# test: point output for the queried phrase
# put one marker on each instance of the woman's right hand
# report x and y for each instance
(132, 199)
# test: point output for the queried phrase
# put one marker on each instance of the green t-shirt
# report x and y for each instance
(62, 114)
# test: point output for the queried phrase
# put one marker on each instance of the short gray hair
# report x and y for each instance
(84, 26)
◆ ◆ ◆ ◆ ◆
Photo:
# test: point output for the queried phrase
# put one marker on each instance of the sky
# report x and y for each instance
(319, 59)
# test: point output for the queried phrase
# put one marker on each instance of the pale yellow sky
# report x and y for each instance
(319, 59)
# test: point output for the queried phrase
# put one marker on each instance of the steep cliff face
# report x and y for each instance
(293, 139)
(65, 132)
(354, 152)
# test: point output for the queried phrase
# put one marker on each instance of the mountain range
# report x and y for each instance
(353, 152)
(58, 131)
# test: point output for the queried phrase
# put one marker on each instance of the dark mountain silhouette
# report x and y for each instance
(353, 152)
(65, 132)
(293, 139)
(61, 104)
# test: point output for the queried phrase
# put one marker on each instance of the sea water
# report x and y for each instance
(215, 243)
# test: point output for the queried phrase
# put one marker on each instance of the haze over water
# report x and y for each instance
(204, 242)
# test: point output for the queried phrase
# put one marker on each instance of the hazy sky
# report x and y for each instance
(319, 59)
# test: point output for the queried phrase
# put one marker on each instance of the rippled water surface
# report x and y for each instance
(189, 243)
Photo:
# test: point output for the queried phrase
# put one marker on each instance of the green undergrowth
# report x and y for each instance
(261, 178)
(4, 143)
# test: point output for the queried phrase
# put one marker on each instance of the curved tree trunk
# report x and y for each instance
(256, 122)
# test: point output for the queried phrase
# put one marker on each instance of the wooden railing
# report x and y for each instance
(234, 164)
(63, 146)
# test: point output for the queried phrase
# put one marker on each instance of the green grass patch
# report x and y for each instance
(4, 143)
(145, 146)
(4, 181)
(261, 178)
◆ ◆ ◆ ◆ ◆
Locate every line in the records above that contains the word "green" and copy each such line.

# put one marker on each instance of the green t-shirt
# put one marker on each instance of the green undergrowth
# put one marker on each instance of the green grass patch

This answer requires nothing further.